*Given entries*
● ● ●
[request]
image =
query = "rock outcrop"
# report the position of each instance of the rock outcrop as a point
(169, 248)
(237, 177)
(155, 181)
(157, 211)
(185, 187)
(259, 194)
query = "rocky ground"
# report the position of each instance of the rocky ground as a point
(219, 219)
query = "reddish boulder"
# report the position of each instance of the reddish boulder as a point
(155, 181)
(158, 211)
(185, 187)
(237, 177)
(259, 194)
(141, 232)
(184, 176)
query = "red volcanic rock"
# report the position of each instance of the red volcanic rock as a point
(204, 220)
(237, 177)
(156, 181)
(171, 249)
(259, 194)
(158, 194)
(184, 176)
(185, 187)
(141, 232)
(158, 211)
● ● ●
*What is needed*
Each line of the material above needs repeating verbatim.

*Reply*
[request]
image =
query = "rock outcrop"
# report the position of each instance of the rock outcrop as a point
(169, 248)
(237, 177)
(155, 181)
(157, 211)
(185, 187)
(259, 194)
query = "rocky ground"
# report the position of each instance of the rocky ground as a point
(219, 219)
query = "reddish boulder"
# report the position of each instance of the reddish boulder as a point
(155, 181)
(158, 211)
(185, 187)
(237, 177)
(259, 194)
(141, 232)
(184, 176)
query = "red volcanic rock"
# report the position of each instance of the red volcanic rock as a point
(204, 220)
(237, 177)
(156, 181)
(171, 249)
(259, 194)
(158, 194)
(184, 176)
(185, 187)
(141, 232)
(158, 211)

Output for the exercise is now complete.